● What to work on: What is needed here is an exact reprint of every record below.

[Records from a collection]
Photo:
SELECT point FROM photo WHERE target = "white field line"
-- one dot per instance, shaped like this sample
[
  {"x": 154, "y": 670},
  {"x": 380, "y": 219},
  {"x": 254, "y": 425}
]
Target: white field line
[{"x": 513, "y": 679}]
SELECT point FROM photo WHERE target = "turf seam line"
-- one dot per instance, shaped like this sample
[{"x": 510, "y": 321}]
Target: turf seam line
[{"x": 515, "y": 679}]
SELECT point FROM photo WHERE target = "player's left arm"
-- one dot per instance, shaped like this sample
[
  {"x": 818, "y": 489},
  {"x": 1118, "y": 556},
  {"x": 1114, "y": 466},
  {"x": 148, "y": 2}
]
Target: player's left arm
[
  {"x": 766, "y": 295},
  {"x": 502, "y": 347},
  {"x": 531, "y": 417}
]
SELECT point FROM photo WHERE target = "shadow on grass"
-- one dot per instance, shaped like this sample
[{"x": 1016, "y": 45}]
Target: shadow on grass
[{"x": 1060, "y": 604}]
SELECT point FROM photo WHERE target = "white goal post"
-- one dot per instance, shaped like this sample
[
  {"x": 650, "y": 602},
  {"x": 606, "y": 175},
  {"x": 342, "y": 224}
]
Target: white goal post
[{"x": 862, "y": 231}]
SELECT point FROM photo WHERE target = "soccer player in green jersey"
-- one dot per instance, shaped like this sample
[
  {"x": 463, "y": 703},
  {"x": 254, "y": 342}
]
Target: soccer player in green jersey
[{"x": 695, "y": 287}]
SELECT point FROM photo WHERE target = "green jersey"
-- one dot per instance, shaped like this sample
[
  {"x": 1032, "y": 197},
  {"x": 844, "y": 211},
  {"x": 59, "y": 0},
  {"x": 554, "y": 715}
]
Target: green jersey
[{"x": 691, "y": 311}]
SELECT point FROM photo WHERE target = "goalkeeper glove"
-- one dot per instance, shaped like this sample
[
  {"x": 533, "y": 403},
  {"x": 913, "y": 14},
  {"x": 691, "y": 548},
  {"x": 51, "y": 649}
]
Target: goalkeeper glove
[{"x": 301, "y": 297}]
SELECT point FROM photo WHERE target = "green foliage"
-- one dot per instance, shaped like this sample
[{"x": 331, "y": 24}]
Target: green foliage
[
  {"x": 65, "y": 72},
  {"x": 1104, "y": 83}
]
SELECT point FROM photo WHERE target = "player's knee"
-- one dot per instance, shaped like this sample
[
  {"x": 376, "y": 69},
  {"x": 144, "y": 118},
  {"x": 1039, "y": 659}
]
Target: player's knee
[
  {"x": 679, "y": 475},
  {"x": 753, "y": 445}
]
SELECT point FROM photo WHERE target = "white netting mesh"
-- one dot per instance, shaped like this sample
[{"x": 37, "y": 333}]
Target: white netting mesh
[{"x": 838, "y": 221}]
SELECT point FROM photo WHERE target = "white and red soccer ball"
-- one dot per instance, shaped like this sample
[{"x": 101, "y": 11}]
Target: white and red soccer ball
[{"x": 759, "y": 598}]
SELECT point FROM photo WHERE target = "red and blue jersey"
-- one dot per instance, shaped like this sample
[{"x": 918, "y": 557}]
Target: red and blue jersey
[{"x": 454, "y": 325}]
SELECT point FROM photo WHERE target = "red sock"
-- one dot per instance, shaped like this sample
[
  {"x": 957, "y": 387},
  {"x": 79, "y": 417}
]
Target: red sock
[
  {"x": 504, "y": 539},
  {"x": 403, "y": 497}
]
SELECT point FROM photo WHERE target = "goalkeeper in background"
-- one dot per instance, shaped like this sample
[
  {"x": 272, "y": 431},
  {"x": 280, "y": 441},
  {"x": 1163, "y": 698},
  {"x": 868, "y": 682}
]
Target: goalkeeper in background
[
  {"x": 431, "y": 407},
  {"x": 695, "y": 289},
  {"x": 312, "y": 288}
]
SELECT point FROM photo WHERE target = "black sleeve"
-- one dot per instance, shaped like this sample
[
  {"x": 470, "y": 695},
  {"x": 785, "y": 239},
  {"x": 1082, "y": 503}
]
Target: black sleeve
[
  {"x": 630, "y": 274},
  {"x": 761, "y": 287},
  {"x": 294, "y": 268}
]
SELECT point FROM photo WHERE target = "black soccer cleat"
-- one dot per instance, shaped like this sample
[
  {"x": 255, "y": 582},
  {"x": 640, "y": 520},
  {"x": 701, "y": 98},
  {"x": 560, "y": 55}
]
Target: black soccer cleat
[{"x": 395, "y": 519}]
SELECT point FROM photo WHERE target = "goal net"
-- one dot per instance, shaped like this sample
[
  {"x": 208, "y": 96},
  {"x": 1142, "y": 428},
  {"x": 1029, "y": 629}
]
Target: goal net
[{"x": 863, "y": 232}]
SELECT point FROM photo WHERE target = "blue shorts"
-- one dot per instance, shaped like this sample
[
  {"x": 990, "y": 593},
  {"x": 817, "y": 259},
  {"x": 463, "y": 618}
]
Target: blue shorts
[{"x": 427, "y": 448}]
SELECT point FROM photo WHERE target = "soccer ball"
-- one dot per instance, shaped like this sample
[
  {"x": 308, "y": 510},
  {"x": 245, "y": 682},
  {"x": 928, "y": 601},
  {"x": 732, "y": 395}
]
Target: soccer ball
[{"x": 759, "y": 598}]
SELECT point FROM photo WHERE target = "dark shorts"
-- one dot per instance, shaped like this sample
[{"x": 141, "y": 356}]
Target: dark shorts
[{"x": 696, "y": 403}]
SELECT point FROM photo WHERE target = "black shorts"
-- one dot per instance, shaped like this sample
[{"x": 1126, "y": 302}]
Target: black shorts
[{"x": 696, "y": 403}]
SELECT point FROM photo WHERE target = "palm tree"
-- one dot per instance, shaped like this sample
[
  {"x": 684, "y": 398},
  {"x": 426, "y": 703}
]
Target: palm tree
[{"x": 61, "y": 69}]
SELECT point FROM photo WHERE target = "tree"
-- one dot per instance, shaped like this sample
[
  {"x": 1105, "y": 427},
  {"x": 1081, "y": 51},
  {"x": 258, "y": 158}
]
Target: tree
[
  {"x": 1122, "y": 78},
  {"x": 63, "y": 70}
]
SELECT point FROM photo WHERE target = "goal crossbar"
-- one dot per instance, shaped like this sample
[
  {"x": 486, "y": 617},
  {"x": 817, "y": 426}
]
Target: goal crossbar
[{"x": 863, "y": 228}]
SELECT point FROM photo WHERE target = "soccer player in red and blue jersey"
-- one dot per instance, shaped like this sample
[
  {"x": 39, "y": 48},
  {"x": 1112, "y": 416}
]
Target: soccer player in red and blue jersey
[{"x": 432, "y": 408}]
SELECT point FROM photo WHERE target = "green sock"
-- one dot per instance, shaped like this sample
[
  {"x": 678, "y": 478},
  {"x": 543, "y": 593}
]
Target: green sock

● Task solution:
Photo:
SELECT point FROM photo WHERE target = "white field line"
-- one dot per instance, shaped like this sample
[
  {"x": 154, "y": 670},
  {"x": 380, "y": 219},
  {"x": 254, "y": 425}
]
Target: white field line
[{"x": 513, "y": 679}]
SELECT point FROM photo WHERE target = "turf seam line"
-- one dot per instance, shaped like this sample
[{"x": 510, "y": 321}]
Target: turf seam line
[{"x": 515, "y": 679}]
SELECT point FROM photo WHERE target = "player's left arm"
-- one dot per instance, shaped like this sample
[
  {"x": 818, "y": 489},
  {"x": 1118, "y": 556},
  {"x": 1114, "y": 466},
  {"x": 148, "y": 2}
]
Target: player's left arm
[
  {"x": 766, "y": 295},
  {"x": 502, "y": 347},
  {"x": 531, "y": 417}
]
SELECT point FROM photo WHERE target = "shadow on grass"
-- one dot per instance, shaped like this sample
[{"x": 1016, "y": 45}]
Target: shadow on grass
[{"x": 1060, "y": 604}]
SELECT point FROM photo WHERE target = "white goal post"
-- one dot per instance, shaped like this sample
[
  {"x": 650, "y": 602},
  {"x": 606, "y": 175},
  {"x": 342, "y": 224}
]
Target: white goal post
[{"x": 862, "y": 231}]
SELECT point FROM photo WHERE target = "soccer player in green jersey"
-- one dot per instance, shaped like this sample
[
  {"x": 463, "y": 703},
  {"x": 254, "y": 342}
]
Target: soccer player in green jersey
[{"x": 695, "y": 287}]
SELECT point FROM photo WHERE target = "green jersey"
-- one dot per instance, shaped like this sample
[
  {"x": 1032, "y": 197},
  {"x": 844, "y": 211},
  {"x": 59, "y": 0},
  {"x": 554, "y": 715}
]
Target: green jersey
[{"x": 691, "y": 311}]
SELECT point FROM photo WHERE target = "goalkeeper glove"
-- one dot per instance, shaped like this sample
[
  {"x": 533, "y": 403},
  {"x": 913, "y": 14},
  {"x": 691, "y": 548},
  {"x": 51, "y": 649}
]
Target: goalkeeper glove
[{"x": 301, "y": 297}]
SELECT point FROM photo WHERE target = "green foliage"
-- one dot per instance, shaped like this sample
[{"x": 331, "y": 24}]
Target: green foliage
[
  {"x": 65, "y": 72},
  {"x": 1104, "y": 83}
]
SELECT point FROM photo WHERE target = "player's knee"
-- one dot per instance, shaped like this sample
[
  {"x": 376, "y": 69},
  {"x": 144, "y": 118},
  {"x": 1039, "y": 659}
]
Target: player's knee
[
  {"x": 679, "y": 475},
  {"x": 753, "y": 445}
]
SELECT point FROM photo WHERE target = "white netting mesh"
-- one dot per instance, shaped like this sample
[{"x": 37, "y": 333}]
Target: white netting mesh
[{"x": 838, "y": 221}]
SELECT point FROM photo WHERE target = "white and red soccer ball"
-- one dot per instance, shaped like this sample
[{"x": 101, "y": 11}]
Target: white and red soccer ball
[{"x": 759, "y": 598}]
SELECT point FROM photo WHERE target = "red and blue jersey"
-- one dot per instance, shaped like this sample
[{"x": 918, "y": 557}]
Target: red and blue jersey
[{"x": 454, "y": 325}]
SELECT point FROM photo WHERE target = "red sock"
-- one dot per instance, shaped like this sample
[
  {"x": 957, "y": 387},
  {"x": 79, "y": 417}
]
Target: red sock
[
  {"x": 504, "y": 539},
  {"x": 403, "y": 497}
]
SELECT point FROM photo WHERE target = "goalkeeper in background"
-- one dot per instance, shaped like this sample
[
  {"x": 272, "y": 431},
  {"x": 280, "y": 441},
  {"x": 1163, "y": 698},
  {"x": 868, "y": 682}
]
Target: goalkeeper in background
[
  {"x": 431, "y": 407},
  {"x": 695, "y": 289},
  {"x": 312, "y": 288}
]
SELECT point FROM photo WHERE target = "black sleeve"
-- one dot per instance, shaped like this sample
[
  {"x": 470, "y": 695},
  {"x": 785, "y": 239},
  {"x": 1082, "y": 503}
]
Target: black sleeve
[
  {"x": 630, "y": 274},
  {"x": 761, "y": 287},
  {"x": 294, "y": 268}
]
SELECT point FROM photo WHERE target = "black soccer cleat"
-- one dot per instance, shaped like this sample
[
  {"x": 255, "y": 582},
  {"x": 640, "y": 520},
  {"x": 701, "y": 98},
  {"x": 560, "y": 55}
]
Target: black soccer cleat
[{"x": 395, "y": 519}]
SELECT point FROM photo WHERE target = "goal net"
-- one dot per instance, shaped like this sample
[
  {"x": 208, "y": 96},
  {"x": 1142, "y": 428},
  {"x": 1029, "y": 629}
]
Target: goal net
[{"x": 863, "y": 232}]
SELECT point FROM photo WHERE target = "blue shorts"
-- one dot per instance, shaped like this sample
[
  {"x": 990, "y": 593},
  {"x": 817, "y": 259},
  {"x": 463, "y": 618}
]
Target: blue shorts
[{"x": 427, "y": 448}]
SELECT point FROM photo WHERE target = "soccer ball"
-- one dot per instance, shaped like this sample
[
  {"x": 308, "y": 510},
  {"x": 245, "y": 682},
  {"x": 928, "y": 601},
  {"x": 732, "y": 395}
]
Target: soccer ball
[{"x": 759, "y": 598}]
SELECT point FROM photo WHERE target = "dark shorts"
-- one dot per instance, shaped like this sample
[{"x": 141, "y": 356}]
Target: dark shorts
[{"x": 696, "y": 403}]
SELECT point FROM photo WHERE target = "black shorts"
-- one dot per instance, shaped like this sample
[{"x": 1126, "y": 302}]
Target: black shorts
[{"x": 696, "y": 403}]
SELECT point FROM photo WHERE target = "palm tree"
-- one dot per instance, shaped like this sample
[
  {"x": 684, "y": 398},
  {"x": 426, "y": 703}
]
Target: palm tree
[{"x": 61, "y": 69}]
SELECT point FROM photo WHERE target = "tree"
-- one dot per instance, shaped like this sample
[
  {"x": 1105, "y": 427},
  {"x": 1081, "y": 51},
  {"x": 258, "y": 158}
]
Target: tree
[
  {"x": 1122, "y": 78},
  {"x": 63, "y": 70}
]
SELECT point FROM photo WHERE target = "goal crossbar"
-- one dot per instance, shaped like this sample
[
  {"x": 486, "y": 617},
  {"x": 817, "y": 426}
]
Target: goal crossbar
[{"x": 863, "y": 228}]
SELECT point FROM photo WHERE target = "soccer player in red and blue jersey"
-- one dot per instance, shaped like this sample
[
  {"x": 39, "y": 48},
  {"x": 1112, "y": 416}
]
Target: soccer player in red and blue jersey
[{"x": 432, "y": 408}]
SELECT point FROM photo WHERE target = "green sock"
-- one dot per instance, shaped like this sample
[
  {"x": 678, "y": 478},
  {"x": 543, "y": 593}
]
Target: green sock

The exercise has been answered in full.